Diwan Bahadur Lakshminarayanapuram Krishna Ananthakrishna Iyer (1861–1937) was an anthropologist of British India. He is known for his work among the hill tribes of the western part of Madras province.

Early life
Ananthakrishna Iyer was born to Vedic scholar L. N. Krishna Iyer, in the village of Lakshminarayanapuram near Palghat in the Madras Presidency which is in modern-day Kerala. He was the eldest of four sons and two daughters.

He matriculated from Palaghat high school in 1878 and passed BA from Madras Christian college in 1883.

Career
Ananthakrishna Iyer is best known for his books Castes and Tribes of Mysore, and Castes and Tribes of Cochin. Both are pioneering works on the tribes inhabiting India's west coast. He worked at the Revenue Department at Vayanad, then left to join Victoria College Palaghat.

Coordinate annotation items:

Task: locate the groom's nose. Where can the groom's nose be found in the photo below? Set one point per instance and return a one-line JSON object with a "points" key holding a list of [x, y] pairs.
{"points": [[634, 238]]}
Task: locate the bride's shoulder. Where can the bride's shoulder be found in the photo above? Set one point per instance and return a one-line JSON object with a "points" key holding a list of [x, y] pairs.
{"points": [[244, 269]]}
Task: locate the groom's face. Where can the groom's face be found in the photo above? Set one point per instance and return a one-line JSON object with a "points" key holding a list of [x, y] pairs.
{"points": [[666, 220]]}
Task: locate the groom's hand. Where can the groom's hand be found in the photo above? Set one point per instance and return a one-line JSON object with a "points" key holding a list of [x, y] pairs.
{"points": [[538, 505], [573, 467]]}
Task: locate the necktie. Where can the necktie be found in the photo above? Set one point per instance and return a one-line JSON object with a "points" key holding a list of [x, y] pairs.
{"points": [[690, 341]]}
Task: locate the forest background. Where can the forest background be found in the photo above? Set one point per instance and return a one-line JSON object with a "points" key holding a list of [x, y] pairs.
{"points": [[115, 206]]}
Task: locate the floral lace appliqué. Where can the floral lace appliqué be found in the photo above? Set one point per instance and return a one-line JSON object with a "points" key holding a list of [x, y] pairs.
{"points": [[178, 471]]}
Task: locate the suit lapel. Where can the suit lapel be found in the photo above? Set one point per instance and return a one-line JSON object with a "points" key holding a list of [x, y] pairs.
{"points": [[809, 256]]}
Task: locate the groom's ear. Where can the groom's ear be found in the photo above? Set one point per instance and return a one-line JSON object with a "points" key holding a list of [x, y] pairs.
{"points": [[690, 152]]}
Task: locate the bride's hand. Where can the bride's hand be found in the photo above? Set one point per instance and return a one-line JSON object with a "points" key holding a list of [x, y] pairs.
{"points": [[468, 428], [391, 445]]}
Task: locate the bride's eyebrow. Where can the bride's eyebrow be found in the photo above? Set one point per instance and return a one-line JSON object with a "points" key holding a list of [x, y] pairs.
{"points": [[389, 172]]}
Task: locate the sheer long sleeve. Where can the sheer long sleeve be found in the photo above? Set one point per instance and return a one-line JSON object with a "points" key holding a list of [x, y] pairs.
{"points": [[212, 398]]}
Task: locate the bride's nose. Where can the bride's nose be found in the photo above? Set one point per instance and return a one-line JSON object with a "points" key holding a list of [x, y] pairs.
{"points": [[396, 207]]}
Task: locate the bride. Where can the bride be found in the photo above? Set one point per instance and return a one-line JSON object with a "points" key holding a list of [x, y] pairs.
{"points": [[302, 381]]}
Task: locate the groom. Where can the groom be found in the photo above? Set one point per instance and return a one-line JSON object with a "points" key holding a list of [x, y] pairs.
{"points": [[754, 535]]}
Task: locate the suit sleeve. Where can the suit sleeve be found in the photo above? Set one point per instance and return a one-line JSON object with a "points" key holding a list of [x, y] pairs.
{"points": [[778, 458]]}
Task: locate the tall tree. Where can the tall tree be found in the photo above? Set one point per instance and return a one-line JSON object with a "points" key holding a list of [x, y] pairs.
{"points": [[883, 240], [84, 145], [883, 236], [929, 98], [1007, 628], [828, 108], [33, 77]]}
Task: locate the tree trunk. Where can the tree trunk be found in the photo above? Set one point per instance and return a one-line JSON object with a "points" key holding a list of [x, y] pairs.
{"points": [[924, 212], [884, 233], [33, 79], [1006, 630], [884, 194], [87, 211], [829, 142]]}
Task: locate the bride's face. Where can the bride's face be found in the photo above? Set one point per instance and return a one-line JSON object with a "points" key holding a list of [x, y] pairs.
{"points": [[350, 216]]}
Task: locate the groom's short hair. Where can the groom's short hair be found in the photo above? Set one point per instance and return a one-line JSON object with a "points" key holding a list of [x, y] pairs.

Task instructions:
(a) Using the Ananthakrishna Iyer biography, answer the following:
(i) From which college did he pass his BA, and in what year?
(ii) In which department did he work before joining Victoria College Palaghat?
(iii) He was the eldest of how many sons?
(b) Reproduce the passage of the Ananthakrishna Iyer biography starting with "Diwan Bahadur Lakshminarayanapuram" and going on through "of Madras province.".

Solutions by task:
(a)
(i) Madras Christian college, in 1883
(ii) The Revenue Department at Vayanad
(iii) Four

(b)
Diwan Bahadur Lakshminarayanapuram Krishna Ananthakrishna Iyer (1861–1937) was an anthropologist of British India. He is known for his work among the hill tribes of the western part of Madras province.